◆ WHAT THE TASK REQUIRES ◆
Extract, verbatim, all lines starting at the one containing "Task: indicate one point on every instance of the corner" and ending with the final line of the listing, and no others.

::::::::::

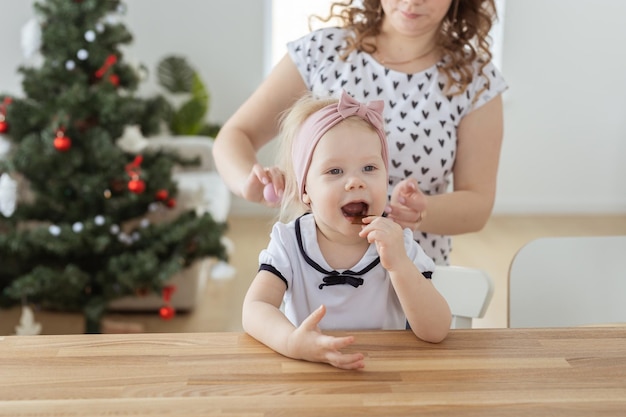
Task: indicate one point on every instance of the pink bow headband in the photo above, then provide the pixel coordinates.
(320, 122)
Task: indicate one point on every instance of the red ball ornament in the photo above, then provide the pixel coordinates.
(161, 195)
(171, 203)
(62, 143)
(114, 79)
(136, 186)
(167, 312)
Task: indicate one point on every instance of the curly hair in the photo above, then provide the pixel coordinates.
(463, 36)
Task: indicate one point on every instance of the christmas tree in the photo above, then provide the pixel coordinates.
(75, 208)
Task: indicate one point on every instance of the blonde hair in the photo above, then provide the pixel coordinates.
(291, 205)
(463, 36)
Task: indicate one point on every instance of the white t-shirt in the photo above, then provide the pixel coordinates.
(293, 255)
(421, 120)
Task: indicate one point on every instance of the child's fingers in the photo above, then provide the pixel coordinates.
(346, 360)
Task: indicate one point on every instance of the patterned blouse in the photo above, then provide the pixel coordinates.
(421, 120)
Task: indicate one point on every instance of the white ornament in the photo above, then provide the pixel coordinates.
(132, 140)
(82, 54)
(77, 227)
(90, 36)
(28, 326)
(31, 38)
(8, 195)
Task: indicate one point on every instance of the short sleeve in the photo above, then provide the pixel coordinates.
(497, 85)
(277, 254)
(415, 252)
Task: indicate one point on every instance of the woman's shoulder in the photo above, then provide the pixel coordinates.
(327, 35)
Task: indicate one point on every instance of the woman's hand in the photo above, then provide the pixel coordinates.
(264, 185)
(408, 204)
(307, 342)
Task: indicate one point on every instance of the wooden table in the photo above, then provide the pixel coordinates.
(479, 372)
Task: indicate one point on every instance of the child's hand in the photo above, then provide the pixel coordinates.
(264, 185)
(389, 239)
(408, 204)
(308, 343)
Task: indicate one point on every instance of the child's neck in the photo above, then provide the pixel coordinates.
(341, 255)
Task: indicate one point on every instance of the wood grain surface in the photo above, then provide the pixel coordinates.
(479, 372)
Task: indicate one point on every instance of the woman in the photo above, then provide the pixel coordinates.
(430, 63)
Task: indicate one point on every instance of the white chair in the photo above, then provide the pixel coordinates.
(467, 290)
(568, 281)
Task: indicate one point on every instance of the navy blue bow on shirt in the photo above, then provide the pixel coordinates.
(341, 279)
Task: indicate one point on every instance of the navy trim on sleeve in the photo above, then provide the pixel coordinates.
(270, 268)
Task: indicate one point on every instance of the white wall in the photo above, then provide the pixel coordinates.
(565, 112)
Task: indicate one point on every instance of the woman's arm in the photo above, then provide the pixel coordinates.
(425, 308)
(253, 125)
(468, 207)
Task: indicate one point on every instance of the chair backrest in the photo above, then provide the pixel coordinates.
(468, 292)
(568, 281)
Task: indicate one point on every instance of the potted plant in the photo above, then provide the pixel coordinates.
(185, 85)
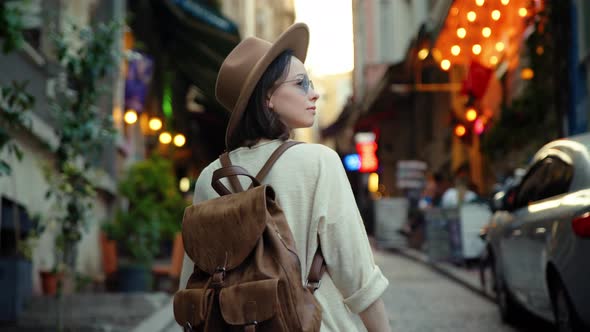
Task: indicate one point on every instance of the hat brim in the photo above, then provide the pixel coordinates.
(295, 38)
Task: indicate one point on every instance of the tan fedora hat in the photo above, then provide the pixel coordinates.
(245, 64)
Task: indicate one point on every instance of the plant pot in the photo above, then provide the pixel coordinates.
(134, 278)
(49, 282)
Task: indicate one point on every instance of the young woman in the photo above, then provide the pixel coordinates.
(268, 92)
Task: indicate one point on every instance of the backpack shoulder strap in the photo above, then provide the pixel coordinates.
(233, 180)
(273, 158)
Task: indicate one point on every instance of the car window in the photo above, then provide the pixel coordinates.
(557, 178)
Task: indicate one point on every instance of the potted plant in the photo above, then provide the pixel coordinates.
(152, 209)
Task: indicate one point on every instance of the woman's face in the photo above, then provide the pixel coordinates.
(293, 98)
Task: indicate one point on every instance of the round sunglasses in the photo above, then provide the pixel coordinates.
(303, 82)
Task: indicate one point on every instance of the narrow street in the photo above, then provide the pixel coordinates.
(421, 300)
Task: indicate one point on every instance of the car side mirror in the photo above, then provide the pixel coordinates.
(498, 201)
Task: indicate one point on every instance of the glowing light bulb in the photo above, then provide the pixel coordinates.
(471, 114)
(423, 54)
(460, 130)
(165, 138)
(130, 116)
(476, 49)
(179, 140)
(527, 74)
(496, 14)
(461, 33)
(155, 124)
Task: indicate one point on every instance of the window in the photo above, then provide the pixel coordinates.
(14, 223)
(548, 178)
(528, 191)
(557, 177)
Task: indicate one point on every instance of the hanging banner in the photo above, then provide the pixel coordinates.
(477, 80)
(137, 81)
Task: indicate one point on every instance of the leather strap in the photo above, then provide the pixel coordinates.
(233, 180)
(273, 159)
(227, 172)
(318, 268)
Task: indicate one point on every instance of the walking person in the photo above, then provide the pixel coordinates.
(267, 90)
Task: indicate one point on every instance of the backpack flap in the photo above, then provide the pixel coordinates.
(249, 302)
(192, 306)
(221, 232)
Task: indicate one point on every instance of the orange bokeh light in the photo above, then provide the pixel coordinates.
(460, 130)
(488, 34)
(471, 114)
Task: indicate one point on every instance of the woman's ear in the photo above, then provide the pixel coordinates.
(269, 104)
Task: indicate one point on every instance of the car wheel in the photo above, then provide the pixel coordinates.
(510, 311)
(566, 318)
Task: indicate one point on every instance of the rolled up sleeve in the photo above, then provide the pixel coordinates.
(343, 239)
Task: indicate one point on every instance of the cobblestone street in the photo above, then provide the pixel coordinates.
(421, 300)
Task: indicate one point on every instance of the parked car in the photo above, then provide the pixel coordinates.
(538, 240)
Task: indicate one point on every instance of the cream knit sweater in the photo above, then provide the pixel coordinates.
(314, 192)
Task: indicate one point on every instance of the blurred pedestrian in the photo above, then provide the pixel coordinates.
(268, 92)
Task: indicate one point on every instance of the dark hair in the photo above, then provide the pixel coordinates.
(258, 121)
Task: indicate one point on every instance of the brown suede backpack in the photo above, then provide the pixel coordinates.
(247, 275)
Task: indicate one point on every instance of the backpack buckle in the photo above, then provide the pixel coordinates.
(218, 277)
(313, 285)
(188, 327)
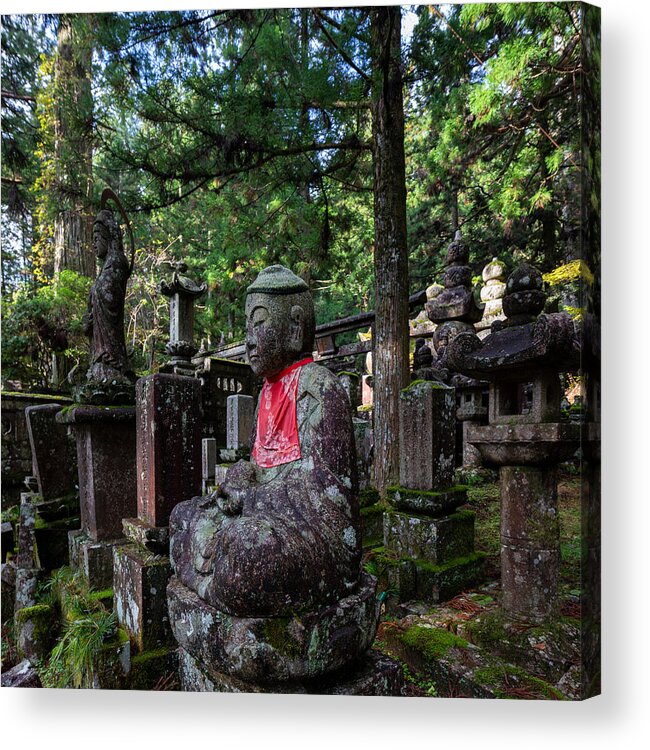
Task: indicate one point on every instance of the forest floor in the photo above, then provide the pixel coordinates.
(466, 647)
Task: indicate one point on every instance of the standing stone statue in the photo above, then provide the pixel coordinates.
(110, 378)
(268, 585)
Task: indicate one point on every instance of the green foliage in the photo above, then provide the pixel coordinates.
(87, 626)
(39, 322)
(432, 643)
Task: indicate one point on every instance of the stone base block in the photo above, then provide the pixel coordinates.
(33, 630)
(52, 545)
(8, 590)
(94, 559)
(429, 503)
(139, 584)
(416, 579)
(154, 670)
(432, 539)
(22, 675)
(372, 525)
(112, 664)
(373, 674)
(275, 649)
(106, 457)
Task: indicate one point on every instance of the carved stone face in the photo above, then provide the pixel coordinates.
(274, 333)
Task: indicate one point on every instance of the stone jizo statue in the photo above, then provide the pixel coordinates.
(281, 535)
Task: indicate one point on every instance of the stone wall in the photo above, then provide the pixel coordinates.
(16, 453)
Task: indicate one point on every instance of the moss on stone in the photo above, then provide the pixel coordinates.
(405, 491)
(146, 657)
(104, 596)
(432, 643)
(473, 557)
(276, 632)
(416, 383)
(369, 496)
(371, 510)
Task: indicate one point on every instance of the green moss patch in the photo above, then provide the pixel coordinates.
(432, 643)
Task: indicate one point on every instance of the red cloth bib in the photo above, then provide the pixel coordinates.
(277, 440)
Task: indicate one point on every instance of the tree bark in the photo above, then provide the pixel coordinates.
(73, 147)
(390, 338)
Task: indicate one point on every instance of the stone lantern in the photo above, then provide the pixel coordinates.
(182, 292)
(454, 310)
(492, 296)
(521, 358)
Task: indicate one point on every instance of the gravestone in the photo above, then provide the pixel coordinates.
(53, 458)
(208, 463)
(268, 592)
(429, 543)
(106, 461)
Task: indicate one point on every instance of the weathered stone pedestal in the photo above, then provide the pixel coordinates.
(323, 651)
(105, 437)
(54, 464)
(471, 410)
(428, 543)
(168, 439)
(240, 423)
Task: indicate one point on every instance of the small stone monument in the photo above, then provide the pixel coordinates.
(268, 593)
(54, 463)
(521, 358)
(110, 378)
(53, 459)
(429, 544)
(103, 420)
(182, 293)
(208, 463)
(455, 311)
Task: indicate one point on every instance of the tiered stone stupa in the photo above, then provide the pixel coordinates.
(521, 358)
(492, 296)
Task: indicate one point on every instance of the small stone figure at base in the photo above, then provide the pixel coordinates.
(281, 535)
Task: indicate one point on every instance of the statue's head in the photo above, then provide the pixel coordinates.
(280, 322)
(106, 234)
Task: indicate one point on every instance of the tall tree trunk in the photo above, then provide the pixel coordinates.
(390, 337)
(73, 146)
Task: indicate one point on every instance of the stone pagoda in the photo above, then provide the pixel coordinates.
(521, 358)
(455, 311)
(492, 296)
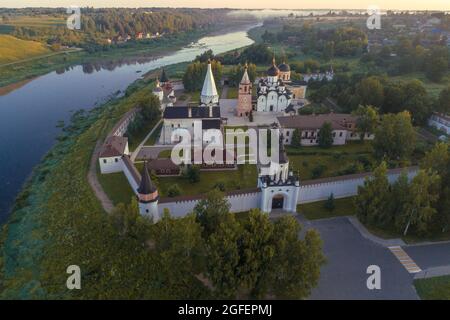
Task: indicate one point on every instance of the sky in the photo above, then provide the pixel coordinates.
(251, 4)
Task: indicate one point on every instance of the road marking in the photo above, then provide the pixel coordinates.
(405, 259)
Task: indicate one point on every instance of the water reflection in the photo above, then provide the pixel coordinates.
(30, 111)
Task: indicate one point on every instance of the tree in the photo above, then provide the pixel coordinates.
(296, 138)
(416, 101)
(325, 135)
(222, 258)
(395, 137)
(179, 247)
(173, 191)
(371, 92)
(437, 63)
(256, 257)
(444, 101)
(367, 120)
(210, 211)
(296, 263)
(418, 209)
(372, 199)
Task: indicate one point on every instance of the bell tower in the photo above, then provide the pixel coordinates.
(244, 107)
(148, 196)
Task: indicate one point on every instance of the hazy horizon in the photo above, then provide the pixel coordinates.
(441, 5)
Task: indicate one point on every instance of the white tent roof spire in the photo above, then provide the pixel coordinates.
(209, 92)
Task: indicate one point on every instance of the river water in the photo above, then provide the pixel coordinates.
(29, 115)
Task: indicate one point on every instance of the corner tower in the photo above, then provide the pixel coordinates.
(148, 196)
(244, 107)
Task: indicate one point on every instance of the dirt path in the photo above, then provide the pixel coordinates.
(107, 204)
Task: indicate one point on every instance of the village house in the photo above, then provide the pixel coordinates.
(343, 125)
(111, 153)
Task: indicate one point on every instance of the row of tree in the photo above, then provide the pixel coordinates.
(225, 257)
(419, 205)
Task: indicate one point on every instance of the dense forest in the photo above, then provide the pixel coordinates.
(98, 25)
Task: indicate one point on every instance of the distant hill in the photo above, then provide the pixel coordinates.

::::::::::

◆ CORRECT RESPONSE ◆
Task: indicate one point on every instance of the corner tower in the photo above, then provide the pixel coordinates.
(148, 196)
(244, 107)
Task: indicate one point on every instance of the dirt path in the photo above, then provide the pixel coordinates.
(107, 204)
Task: indicate one point on every instance of the village house in the photo above, then provide the pixel coordinates.
(343, 125)
(111, 153)
Task: indicate one point on every instance of the row of tree in the photo above, then provide the pixel coordinates.
(225, 257)
(419, 205)
Task: indicate one point on every instance of the dense forest in the photo above, then provide the pixel coordinates.
(98, 25)
Task: indicate one point on every instance of the distant hill in the photo above, then provide the pixel coordinates.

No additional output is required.